*What is being asked*. Please rewrite the entries below from the line containing "the bus windshield" down to the line containing "[[5, 22, 159, 90]]", replacing "supervisor" with "manager" and leaving everything else unchanged. Give back only those lines.

*Dataset records*.
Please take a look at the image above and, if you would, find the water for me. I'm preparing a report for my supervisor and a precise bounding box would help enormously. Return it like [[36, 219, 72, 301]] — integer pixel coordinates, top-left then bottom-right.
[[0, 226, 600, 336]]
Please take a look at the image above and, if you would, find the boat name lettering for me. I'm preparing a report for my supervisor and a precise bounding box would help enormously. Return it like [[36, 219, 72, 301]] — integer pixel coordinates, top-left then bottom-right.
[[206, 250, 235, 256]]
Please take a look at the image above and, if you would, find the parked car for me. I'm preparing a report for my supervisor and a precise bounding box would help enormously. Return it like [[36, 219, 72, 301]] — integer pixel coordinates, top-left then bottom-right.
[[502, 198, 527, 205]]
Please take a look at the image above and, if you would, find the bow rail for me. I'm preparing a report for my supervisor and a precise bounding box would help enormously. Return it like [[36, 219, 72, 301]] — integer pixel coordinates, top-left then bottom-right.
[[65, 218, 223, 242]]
* * *
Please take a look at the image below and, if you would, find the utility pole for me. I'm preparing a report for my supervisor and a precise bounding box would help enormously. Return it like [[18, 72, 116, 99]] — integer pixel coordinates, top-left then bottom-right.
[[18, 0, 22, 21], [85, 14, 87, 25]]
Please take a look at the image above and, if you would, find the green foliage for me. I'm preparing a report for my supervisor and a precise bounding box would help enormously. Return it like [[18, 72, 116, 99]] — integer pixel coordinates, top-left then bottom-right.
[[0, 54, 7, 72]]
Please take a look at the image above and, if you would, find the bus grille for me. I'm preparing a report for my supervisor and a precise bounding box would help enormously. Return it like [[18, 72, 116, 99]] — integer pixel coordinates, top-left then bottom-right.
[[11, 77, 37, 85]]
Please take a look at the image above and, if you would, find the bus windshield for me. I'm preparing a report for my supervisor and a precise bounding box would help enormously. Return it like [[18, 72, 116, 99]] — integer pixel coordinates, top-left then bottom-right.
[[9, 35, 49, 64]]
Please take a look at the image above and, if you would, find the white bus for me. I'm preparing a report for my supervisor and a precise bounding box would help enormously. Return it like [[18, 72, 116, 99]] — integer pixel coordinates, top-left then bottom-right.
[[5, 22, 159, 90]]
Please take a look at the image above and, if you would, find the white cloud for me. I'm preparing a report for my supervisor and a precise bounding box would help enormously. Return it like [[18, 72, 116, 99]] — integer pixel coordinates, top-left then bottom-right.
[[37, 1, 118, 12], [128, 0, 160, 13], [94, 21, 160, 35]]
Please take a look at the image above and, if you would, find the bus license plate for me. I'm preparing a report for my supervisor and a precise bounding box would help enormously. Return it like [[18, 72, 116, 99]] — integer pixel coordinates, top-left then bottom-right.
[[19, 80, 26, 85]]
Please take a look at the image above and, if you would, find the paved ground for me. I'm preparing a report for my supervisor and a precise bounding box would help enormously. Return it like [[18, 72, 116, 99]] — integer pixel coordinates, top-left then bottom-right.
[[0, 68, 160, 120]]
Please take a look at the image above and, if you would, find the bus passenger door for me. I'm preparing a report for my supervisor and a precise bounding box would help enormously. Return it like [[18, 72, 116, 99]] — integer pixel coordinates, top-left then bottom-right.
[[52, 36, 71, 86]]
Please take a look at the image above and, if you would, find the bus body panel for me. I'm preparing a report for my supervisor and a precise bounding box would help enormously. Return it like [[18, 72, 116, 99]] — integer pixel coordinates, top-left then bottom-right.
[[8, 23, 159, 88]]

*Solution for this task*.
Please take a look at the image above and, if you would, find the bus windshield for me. I'm preparing a report for my manager and a precise bounding box would help enormously. Return it like [[18, 72, 116, 99]] — integer pixel coordinates, top-left then bottom-right.
[[9, 35, 49, 64]]
Please take a look at the image above and, if you would, find the white bus for me. I'm preparing a report for my manager and a precise bounding box would help enormously. Return it like [[18, 72, 116, 99]] — integer pixel coordinates, top-left then bottom-right.
[[5, 22, 159, 90]]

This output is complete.